Data:
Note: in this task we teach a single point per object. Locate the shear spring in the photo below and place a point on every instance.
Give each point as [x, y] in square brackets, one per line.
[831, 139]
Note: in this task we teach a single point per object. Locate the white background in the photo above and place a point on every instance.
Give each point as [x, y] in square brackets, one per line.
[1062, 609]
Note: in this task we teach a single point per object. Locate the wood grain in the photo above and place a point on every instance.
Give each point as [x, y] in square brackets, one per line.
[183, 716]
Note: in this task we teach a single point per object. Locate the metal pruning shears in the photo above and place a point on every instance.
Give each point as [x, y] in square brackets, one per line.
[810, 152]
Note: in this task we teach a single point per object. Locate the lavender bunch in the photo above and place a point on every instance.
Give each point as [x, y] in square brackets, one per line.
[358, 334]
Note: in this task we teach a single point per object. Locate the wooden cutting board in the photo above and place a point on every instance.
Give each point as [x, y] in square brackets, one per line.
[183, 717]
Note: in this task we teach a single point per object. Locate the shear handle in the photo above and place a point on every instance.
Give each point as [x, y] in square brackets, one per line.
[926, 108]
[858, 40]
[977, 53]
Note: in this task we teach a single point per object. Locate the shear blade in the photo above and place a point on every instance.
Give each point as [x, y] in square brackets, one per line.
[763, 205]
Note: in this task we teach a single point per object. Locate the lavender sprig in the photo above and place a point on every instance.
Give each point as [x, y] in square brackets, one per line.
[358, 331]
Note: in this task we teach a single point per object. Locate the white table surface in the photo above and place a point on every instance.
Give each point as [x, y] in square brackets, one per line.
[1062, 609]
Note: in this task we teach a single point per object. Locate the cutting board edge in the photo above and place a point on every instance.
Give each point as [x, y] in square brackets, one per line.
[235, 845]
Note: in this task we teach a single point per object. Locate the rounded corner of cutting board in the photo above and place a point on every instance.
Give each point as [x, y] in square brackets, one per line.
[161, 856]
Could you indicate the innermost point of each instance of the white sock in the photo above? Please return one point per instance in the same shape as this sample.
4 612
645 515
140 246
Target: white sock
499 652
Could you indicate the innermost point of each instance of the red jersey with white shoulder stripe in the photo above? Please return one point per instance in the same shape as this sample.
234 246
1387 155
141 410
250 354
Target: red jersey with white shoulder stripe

Task directions: Within the records, count the lines that include the word "Locate". Answer with the number only.

Result of this task: 12